SOURCE DOCUMENT ->
--- START ---
'Legitimately flabbergasting': MP raises concerns over government's quarantine hotel spending
CTV
Conservative MP Michelle Rempel Garner is raising concerns over the federal government's spending on so-called COVID-19 quarantine hotels, calling the total spent on a Calgary-area hotel in 2022 'legitimately flabbergasting.'
Conservative MP Michelle Rempel Garner is raising concerns over the federal government’s spending on so-called COVID-19 quarantine hotels, calling the total spent on a Calgary-area hotel in 2022 “legitimately flabbergasting.”
According to the response of an order paper question put forth by Rempel Garner in November, in the fiscal year 2022, the federal government spent $6,790,717.46 to use the Westin Calgary Airport hotel as a quarantine facility. In the 2022 calendar year, the hotel housed 15 people for the duration of their quarantines, coming out to about $452,714.50 per person.
--- END ---
[Saved entries]
--- START ---
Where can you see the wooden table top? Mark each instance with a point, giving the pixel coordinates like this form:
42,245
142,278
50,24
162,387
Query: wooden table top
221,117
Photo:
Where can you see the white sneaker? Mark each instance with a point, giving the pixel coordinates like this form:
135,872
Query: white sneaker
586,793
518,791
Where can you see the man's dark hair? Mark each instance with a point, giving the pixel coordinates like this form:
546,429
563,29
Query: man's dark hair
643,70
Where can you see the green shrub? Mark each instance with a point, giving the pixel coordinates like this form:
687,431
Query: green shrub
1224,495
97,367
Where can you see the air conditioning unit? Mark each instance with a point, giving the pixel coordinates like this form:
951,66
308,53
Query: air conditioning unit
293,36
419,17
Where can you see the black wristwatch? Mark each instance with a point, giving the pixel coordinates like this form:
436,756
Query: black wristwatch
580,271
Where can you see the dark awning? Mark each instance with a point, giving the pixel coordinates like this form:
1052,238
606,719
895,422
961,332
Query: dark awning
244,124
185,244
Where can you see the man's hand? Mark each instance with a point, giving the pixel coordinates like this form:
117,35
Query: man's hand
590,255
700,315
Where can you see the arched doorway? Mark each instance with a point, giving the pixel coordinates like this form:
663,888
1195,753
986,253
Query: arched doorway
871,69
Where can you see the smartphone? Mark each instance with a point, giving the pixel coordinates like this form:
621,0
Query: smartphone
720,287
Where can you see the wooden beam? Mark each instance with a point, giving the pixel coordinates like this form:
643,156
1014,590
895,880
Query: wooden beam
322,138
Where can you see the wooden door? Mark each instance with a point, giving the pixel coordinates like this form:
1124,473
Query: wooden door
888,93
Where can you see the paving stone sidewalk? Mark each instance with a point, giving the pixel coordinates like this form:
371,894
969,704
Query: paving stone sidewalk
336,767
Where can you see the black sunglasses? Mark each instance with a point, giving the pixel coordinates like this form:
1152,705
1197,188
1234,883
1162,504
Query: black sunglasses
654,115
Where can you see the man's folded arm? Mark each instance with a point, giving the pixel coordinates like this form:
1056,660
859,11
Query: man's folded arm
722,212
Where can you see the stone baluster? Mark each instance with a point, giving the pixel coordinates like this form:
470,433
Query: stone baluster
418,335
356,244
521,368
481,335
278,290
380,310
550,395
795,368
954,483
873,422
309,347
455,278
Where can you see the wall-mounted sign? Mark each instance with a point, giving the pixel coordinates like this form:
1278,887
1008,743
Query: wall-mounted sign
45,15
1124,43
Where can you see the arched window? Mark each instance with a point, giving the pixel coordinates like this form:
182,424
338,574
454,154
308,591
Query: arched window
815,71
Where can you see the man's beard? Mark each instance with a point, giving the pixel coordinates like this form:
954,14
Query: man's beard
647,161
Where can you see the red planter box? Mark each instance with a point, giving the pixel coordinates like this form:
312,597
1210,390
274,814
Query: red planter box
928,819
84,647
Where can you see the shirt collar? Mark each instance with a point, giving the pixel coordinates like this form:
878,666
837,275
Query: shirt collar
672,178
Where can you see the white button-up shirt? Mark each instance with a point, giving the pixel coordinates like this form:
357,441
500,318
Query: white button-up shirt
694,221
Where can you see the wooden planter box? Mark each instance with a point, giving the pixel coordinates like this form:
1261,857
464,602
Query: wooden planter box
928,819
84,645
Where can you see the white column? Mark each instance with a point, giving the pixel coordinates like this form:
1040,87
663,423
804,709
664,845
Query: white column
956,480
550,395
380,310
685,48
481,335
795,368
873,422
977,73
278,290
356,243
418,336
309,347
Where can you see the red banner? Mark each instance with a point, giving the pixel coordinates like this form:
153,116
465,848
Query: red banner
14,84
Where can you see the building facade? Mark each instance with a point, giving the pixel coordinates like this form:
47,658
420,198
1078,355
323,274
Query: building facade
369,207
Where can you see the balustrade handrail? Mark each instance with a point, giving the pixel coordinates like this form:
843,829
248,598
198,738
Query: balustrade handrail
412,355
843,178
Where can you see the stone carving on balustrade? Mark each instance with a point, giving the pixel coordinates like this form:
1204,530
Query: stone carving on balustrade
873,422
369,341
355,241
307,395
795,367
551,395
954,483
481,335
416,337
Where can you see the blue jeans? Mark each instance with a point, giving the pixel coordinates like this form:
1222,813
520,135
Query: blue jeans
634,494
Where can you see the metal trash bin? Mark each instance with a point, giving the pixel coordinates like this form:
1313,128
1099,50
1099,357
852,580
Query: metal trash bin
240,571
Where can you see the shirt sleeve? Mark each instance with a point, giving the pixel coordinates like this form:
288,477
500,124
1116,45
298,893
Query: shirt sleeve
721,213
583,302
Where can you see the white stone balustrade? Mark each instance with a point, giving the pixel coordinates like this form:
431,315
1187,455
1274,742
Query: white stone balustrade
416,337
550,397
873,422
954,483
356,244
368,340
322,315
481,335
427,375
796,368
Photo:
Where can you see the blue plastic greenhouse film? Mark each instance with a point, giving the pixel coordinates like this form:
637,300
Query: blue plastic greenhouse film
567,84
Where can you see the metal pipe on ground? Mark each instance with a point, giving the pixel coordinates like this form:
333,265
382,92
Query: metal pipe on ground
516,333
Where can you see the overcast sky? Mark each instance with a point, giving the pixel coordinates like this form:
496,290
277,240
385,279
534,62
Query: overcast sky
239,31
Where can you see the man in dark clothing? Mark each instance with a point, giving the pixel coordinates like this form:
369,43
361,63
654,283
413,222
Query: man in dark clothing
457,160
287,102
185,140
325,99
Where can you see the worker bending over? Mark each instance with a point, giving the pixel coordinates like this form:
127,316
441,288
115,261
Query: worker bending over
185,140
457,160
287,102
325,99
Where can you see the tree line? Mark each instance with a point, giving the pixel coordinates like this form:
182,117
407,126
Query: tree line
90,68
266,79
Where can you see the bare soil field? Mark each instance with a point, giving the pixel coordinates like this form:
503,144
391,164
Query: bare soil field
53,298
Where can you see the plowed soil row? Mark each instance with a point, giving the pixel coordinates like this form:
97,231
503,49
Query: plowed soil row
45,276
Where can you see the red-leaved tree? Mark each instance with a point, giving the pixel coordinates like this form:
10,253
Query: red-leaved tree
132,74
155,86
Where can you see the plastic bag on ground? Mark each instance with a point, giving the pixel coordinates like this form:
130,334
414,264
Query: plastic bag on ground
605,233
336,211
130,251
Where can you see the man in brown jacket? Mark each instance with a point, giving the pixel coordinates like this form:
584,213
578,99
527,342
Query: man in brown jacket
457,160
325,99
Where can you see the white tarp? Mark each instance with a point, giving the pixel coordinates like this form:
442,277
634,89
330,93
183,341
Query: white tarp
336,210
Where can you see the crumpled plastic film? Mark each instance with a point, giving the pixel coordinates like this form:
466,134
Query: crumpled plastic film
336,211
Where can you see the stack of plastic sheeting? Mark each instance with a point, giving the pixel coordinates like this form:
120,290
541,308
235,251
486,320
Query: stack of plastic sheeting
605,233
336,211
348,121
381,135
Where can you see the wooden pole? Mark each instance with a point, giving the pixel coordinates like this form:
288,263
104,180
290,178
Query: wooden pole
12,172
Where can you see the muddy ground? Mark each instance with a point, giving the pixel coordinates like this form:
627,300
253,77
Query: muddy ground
--- END ---
YOUR TASKS ->
**A.** Return the part of the article on quarantine hotel spending that begins at the words "According to the" and stops after the words "about $452,714.50 per person.", copied word for word.
**B.** Carry the article on quarantine hotel spending further, picking up right after its last sentence.
The items can be ignored.

RESPONSES FOR EACH TASK ->
**A.**
According to the response of an order paper question put forth by Rempel Garner in November, in the fiscal year 2022, the federal government spent $6,790,717.46 to use the Westin Calgary Airport hotel as a quarantine facility. In the 2022 calendar year, the hotel housed 15 people for the duration of their quarantines, coming out to about $452,714.50 per person.

**B.**
“Government waste is always a problem,” Rempel Garner wrote in a post on Substack. “But waste of this magnitude when deficit spending needs to be reined in due to inflationary pressures shows that Trudeau doesn't have the capacity or willingness to get things under control.”
The Westin Calgary Airport hotel was designated a quarantine facility from June 22, 2020, to Oct. 30, 2022, according to the Public Health Agency of Canada (PHAC).
Over the course of the two and a half years, the hotel housed 1,490 people to the tune of nearly $27 million, about $18,000 per person.
In its response to Rempel Garner, PHAC writes that “given this response required a manual collection of information, it is possible there is a small degree of human error when determining the amount the federal government paid to the Westin Calgary Airport hotel.”
The federal government’s hotel quarantine requirements largely ended in August 2021.